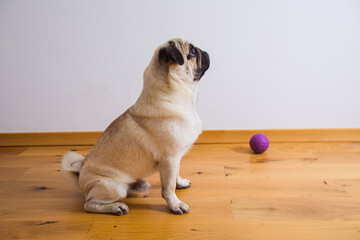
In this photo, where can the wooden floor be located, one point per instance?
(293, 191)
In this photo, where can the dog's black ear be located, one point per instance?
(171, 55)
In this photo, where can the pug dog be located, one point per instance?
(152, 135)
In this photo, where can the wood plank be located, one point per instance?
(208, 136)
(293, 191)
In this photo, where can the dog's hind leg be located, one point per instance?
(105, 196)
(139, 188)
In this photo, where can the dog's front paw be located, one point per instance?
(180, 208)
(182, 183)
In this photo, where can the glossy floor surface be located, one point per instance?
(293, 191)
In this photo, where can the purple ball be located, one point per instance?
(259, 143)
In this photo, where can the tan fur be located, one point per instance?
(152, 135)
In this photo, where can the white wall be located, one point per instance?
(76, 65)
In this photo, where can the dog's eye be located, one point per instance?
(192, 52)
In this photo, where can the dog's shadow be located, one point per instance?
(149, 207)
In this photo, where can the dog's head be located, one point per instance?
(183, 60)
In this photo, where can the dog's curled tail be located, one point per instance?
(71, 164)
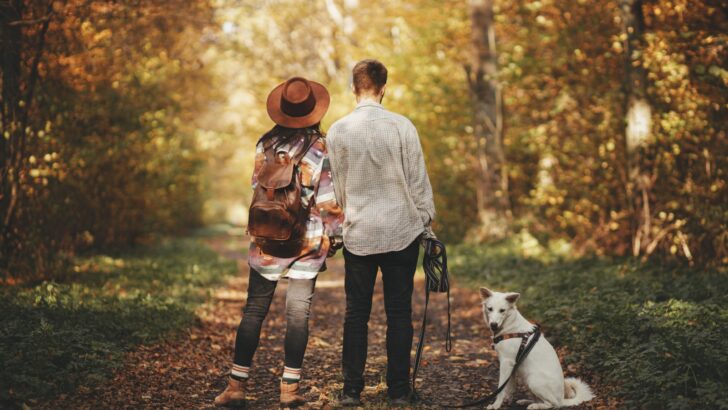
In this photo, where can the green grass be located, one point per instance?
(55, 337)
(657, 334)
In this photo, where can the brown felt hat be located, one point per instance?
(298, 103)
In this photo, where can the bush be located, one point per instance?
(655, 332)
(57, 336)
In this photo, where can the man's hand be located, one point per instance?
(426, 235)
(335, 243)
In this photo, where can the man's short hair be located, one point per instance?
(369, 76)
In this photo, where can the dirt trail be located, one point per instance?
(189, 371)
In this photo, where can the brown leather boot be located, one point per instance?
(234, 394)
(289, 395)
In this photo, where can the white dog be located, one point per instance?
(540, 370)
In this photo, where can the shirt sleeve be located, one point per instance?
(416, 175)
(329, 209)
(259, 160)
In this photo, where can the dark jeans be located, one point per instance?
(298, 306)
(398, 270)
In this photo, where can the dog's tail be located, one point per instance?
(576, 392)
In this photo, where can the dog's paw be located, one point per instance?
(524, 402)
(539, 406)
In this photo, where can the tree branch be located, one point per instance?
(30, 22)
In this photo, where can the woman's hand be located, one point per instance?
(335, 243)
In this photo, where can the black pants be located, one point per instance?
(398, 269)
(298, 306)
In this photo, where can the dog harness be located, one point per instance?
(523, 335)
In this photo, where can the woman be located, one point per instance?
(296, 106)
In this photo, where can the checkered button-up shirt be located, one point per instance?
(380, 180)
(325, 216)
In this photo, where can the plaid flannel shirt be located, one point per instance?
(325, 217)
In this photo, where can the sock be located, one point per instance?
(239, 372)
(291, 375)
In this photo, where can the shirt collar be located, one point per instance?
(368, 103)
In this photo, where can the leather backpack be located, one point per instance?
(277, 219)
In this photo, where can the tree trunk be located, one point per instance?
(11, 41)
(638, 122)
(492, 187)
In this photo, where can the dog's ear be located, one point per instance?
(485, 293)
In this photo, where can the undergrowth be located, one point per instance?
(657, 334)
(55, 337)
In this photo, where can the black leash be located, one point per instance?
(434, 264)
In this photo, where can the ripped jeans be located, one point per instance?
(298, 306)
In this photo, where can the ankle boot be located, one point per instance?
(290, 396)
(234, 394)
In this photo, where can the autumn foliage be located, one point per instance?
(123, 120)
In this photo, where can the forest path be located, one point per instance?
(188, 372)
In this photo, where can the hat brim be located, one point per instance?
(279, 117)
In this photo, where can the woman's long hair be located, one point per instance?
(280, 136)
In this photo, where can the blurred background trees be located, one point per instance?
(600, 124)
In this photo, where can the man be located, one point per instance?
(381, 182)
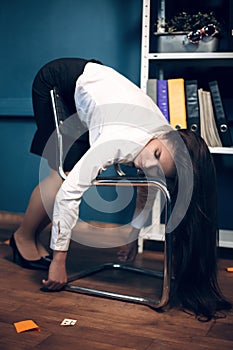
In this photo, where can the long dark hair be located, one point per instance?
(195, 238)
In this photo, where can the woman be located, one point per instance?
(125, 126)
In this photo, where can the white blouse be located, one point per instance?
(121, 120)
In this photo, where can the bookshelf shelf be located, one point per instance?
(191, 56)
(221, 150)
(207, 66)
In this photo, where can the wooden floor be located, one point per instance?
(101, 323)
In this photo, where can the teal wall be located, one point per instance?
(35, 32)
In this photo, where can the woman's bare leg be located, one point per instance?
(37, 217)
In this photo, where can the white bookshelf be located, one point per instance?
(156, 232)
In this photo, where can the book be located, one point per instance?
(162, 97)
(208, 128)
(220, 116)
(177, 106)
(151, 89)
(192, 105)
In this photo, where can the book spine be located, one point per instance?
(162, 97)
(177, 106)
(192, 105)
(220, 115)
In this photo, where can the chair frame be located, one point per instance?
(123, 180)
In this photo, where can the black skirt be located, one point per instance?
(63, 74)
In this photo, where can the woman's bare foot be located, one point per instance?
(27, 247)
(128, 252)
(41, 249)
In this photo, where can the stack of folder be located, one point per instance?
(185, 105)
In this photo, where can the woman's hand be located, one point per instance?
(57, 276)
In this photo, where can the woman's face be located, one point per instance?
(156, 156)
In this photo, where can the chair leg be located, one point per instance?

...

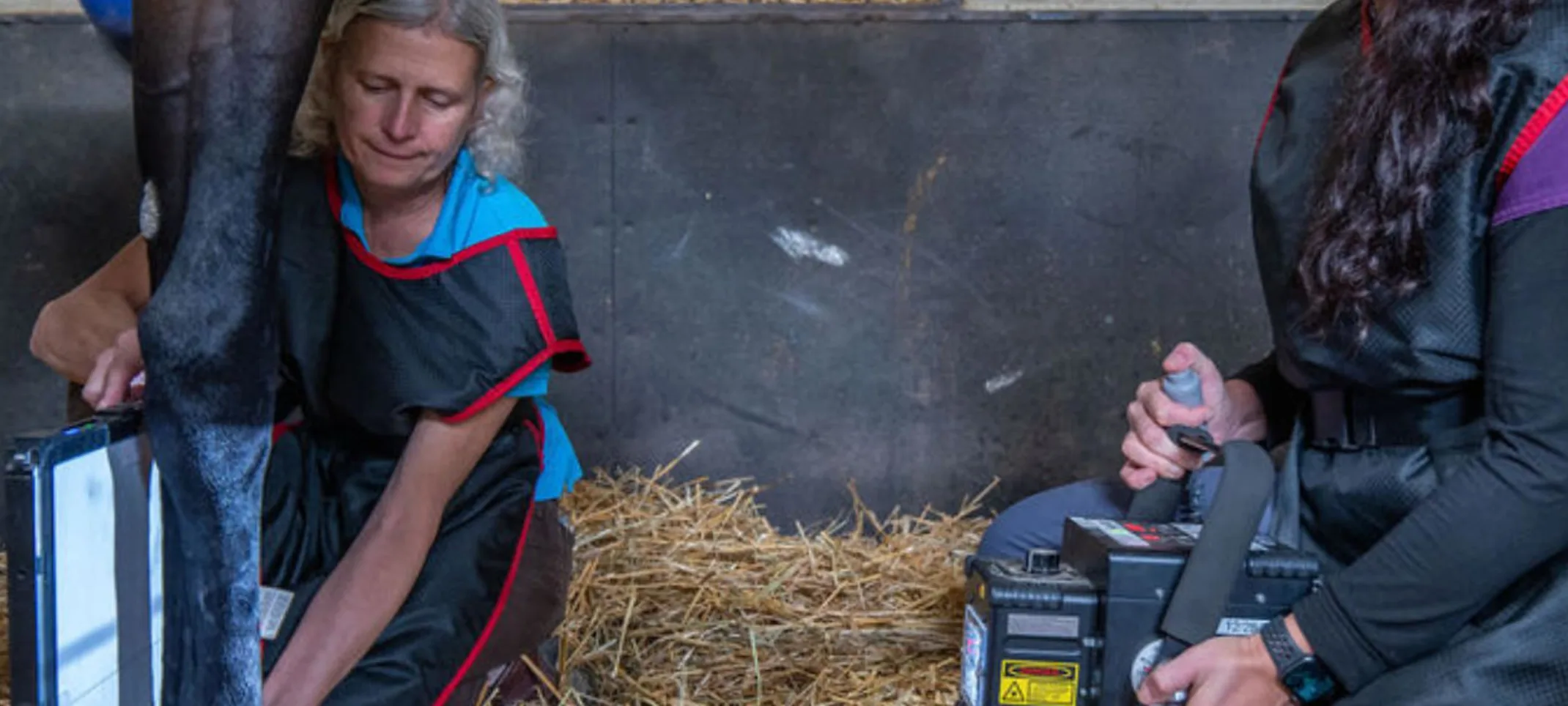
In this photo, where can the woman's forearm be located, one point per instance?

* * *

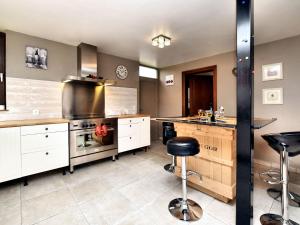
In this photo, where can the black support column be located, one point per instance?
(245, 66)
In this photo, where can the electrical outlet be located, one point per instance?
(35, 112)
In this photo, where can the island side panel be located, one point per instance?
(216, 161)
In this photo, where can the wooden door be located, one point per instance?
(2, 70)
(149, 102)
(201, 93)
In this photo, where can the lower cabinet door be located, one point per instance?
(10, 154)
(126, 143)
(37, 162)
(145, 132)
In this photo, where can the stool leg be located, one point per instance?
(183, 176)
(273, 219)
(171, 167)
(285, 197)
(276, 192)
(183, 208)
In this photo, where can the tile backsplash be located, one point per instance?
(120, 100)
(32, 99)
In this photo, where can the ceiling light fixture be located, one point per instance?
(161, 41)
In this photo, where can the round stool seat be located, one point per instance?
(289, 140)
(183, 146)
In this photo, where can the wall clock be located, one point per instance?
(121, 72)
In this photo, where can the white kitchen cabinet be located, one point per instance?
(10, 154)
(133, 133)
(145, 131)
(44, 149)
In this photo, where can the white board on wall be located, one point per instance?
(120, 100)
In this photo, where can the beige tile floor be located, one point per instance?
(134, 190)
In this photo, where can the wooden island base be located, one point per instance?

▶ [DO THIS]:
Pull out each line in the records that contains the word "floor" and list those lines in the order they appear.

▶ [FINISHED TASK]:
In this photo, where can the wooden floor be located, one point per instance?
In this photo, where can the glossy floor surface be located, one point per instance?
In this photo, where can the wooden floor be located, one point per instance?
In this photo, where can the beige tile floor be located, one point per instance?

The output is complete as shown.